Rewrite all of the data below as a JSON list of strings, with one string per line and no blank lines. Leave the pictures out of your answer.

Provided records:
********

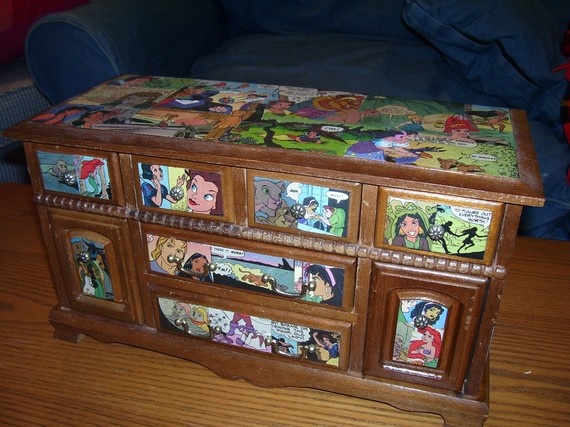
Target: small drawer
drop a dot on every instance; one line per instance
(80, 173)
(287, 335)
(302, 205)
(443, 226)
(184, 188)
(198, 260)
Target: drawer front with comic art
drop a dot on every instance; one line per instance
(288, 335)
(93, 253)
(450, 227)
(310, 206)
(91, 174)
(199, 259)
(423, 325)
(184, 188)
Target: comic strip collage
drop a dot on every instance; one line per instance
(465, 138)
(250, 332)
(246, 269)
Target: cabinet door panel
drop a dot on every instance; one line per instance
(93, 254)
(422, 325)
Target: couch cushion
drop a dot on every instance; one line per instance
(18, 16)
(370, 18)
(506, 49)
(335, 62)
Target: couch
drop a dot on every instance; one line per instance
(20, 98)
(482, 52)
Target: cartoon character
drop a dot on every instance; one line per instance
(92, 172)
(426, 313)
(410, 230)
(328, 284)
(426, 351)
(164, 252)
(203, 190)
(196, 264)
(335, 218)
(154, 192)
(267, 199)
(330, 344)
(460, 129)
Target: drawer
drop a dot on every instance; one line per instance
(303, 205)
(248, 328)
(443, 226)
(77, 173)
(200, 261)
(184, 188)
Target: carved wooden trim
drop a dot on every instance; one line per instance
(284, 239)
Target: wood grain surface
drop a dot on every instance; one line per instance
(48, 382)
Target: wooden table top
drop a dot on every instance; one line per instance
(48, 382)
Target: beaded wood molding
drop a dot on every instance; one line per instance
(284, 239)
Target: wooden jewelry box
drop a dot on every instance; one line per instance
(287, 236)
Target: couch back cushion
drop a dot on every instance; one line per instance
(17, 16)
(506, 48)
(366, 18)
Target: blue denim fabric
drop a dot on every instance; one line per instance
(553, 220)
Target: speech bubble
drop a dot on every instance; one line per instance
(226, 252)
(224, 269)
(294, 191)
(483, 157)
(337, 195)
(334, 129)
(294, 332)
(473, 216)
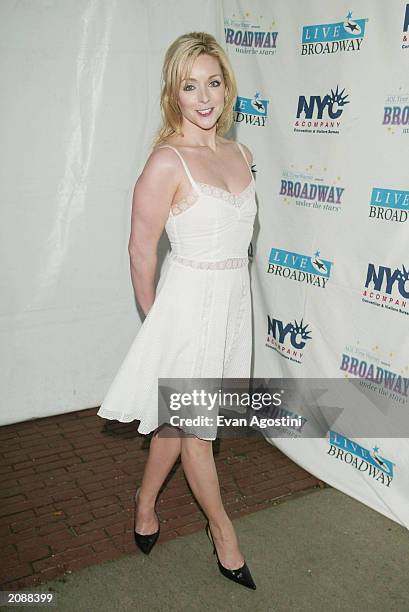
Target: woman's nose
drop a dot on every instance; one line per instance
(203, 95)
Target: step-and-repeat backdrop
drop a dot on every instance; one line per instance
(323, 104)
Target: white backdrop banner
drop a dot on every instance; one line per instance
(324, 105)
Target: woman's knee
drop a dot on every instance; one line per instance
(194, 446)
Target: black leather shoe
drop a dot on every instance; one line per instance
(145, 542)
(240, 575)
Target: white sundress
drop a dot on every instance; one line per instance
(199, 325)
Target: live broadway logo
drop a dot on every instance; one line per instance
(377, 467)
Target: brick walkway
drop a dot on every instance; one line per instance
(68, 484)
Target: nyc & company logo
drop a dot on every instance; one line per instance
(251, 110)
(288, 339)
(389, 288)
(389, 205)
(405, 39)
(321, 113)
(336, 37)
(362, 459)
(250, 36)
(302, 268)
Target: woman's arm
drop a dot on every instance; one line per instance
(152, 198)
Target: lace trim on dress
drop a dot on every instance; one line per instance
(235, 199)
(221, 264)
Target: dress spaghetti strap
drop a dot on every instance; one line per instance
(245, 157)
(193, 183)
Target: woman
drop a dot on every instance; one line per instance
(198, 321)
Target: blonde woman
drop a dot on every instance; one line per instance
(198, 186)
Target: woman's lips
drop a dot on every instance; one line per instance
(205, 114)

********

Task answer:
[
  "Target: small drawer",
  "drop a dot on every instance; one line per instance",
  "(80, 173)",
  "(287, 335)",
  "(302, 205)",
  "(443, 226)",
  "(184, 188)",
  "(198, 260)",
  "Target: drawer front with comic art",
  "drop a dot on every instance; one line per instance",
  "(288, 335)",
  "(93, 253)",
  "(450, 227)",
  "(310, 206)",
  "(91, 174)",
  "(199, 259)",
  "(423, 325)",
  "(184, 188)",
  "Target: comic strip collage",
  "drop a dot on every instance; one line per instance",
  "(465, 138)",
  "(250, 332)",
  "(246, 269)",
  "Target: cabinet door panel",
  "drop a dot on every instance; one line per instance",
  "(93, 254)",
  "(422, 325)",
  "Target: couch cushion",
  "drop a dot on every instance; one line per instance",
  "(18, 16)",
  "(370, 18)",
  "(506, 49)",
  "(335, 62)",
  "Target: couch",
  "drop a dot on every instance; one line per instance",
  "(20, 98)",
  "(482, 52)",
  "Target: cartoon character",
  "drop a dot on every instance; one line per instance",
  "(92, 172)",
  "(426, 313)",
  "(410, 230)",
  "(328, 284)",
  "(426, 351)",
  "(164, 252)",
  "(203, 190)",
  "(196, 264)",
  "(335, 218)",
  "(154, 192)",
  "(267, 199)",
  "(330, 344)",
  "(460, 129)",
  "Target: drawer",
  "drop a dot on every instance; one line per instance",
  "(303, 205)",
  "(248, 328)",
  "(443, 226)",
  "(77, 173)",
  "(200, 261)",
  "(184, 188)",
  "Target: carved wooden trim",
  "drop a dot on every instance; one line per instance",
  "(284, 239)",
  "Target: wood grain surface",
  "drop a dot on every instance; one line per instance",
  "(48, 382)",
  "Target: wooden table top",
  "drop a dot on every instance; one line per instance",
  "(48, 382)",
  "Target: beaded wood molding",
  "drop a dot on every instance; one line per instance",
  "(284, 239)",
  "Target: wooden jewelry box",
  "drop a dot on every instance; one line per instance",
  "(287, 236)",
  "Target: couch back cushion",
  "drop a dot on every instance; one line per instance",
  "(17, 16)",
  "(506, 48)",
  "(366, 18)",
  "Target: blue denim fabric",
  "drop a dot on every instance; one line per instance",
  "(553, 220)",
  "Target: speech bubble",
  "drop a dot on every instance; one line per instance",
  "(226, 252)",
  "(224, 269)",
  "(294, 191)",
  "(483, 157)",
  "(337, 195)",
  "(334, 129)",
  "(294, 332)",
  "(473, 216)",
  "Target: woman's nose",
  "drop a dot on every instance; one line per instance",
  "(203, 95)",
  "Target: step-and-repeat backdrop",
  "drop a dot on every instance; one line per instance",
  "(323, 104)",
  "Target: white backdrop banner",
  "drop a dot on every instance; one line per instance",
  "(324, 105)",
  "Target: woman's knee",
  "drop a dot on every instance; one line per instance",
  "(194, 446)",
  "Target: black leather shoe",
  "drop a dot on every instance; one line per instance",
  "(145, 542)",
  "(240, 575)",
  "Target: white sundress",
  "drop a dot on every instance; one line per instance",
  "(199, 325)",
  "Target: live broadway logo",
  "drop a dot on every instance; one line per instance",
  "(377, 467)",
  "Target: brick walkway",
  "drop a dot on every instance; one line per instance",
  "(68, 484)",
  "Target: nyc & company logo",
  "drop a dot on every instance; one line per instance",
  "(251, 110)",
  "(288, 339)",
  "(389, 288)",
  "(389, 205)",
  "(405, 39)",
  "(321, 113)",
  "(336, 37)",
  "(362, 459)",
  "(250, 36)",
  "(302, 268)",
  "Target: woman's arm",
  "drop a dot on every instance; one line per instance",
  "(152, 198)",
  "Target: lace trim on dress",
  "drop a dot on every instance; one line per instance",
  "(235, 199)",
  "(221, 264)",
  "Target: dress spaghetti strap",
  "drop a dot on every instance; one line per instance",
  "(245, 157)",
  "(193, 183)",
  "Target: woman",
  "drop a dot on every instance; one line per instance",
  "(198, 321)",
  "Target: blonde woman",
  "drop a dot on every instance; one line per instance",
  "(198, 186)",
  "Target: woman's lips",
  "drop a dot on every instance; one line per instance",
  "(205, 114)"
]